Retype, word for word, every line of the records below starting at the one that contains "Target: light pole" and ending at the one that contains "Annotate the white towel"; include both of those lines and nothing more.

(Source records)
........
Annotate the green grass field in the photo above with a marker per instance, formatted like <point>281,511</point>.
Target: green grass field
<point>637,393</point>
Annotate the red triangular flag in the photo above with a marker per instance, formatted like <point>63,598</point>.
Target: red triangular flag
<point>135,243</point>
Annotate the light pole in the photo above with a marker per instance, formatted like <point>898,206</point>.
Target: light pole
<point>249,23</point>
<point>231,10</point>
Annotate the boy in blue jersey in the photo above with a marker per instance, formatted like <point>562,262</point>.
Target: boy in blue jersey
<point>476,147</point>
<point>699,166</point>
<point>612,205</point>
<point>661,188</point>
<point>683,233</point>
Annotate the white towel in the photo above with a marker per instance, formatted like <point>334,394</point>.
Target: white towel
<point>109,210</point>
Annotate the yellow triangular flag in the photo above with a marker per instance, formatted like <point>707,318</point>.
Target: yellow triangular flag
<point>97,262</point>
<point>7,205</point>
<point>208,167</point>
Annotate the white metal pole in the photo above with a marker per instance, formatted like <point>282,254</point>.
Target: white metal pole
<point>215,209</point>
........
SOLUTION:
Target: light pole
<point>249,23</point>
<point>231,10</point>
Annotate the boy in blue jersey in the photo above with a marker per instance, formatted like <point>562,262</point>.
Target: boy in blue jersey
<point>476,147</point>
<point>699,166</point>
<point>612,205</point>
<point>661,188</point>
<point>683,233</point>
Annotate the white towel in the photo above with a marker per instance, formatted like <point>334,394</point>.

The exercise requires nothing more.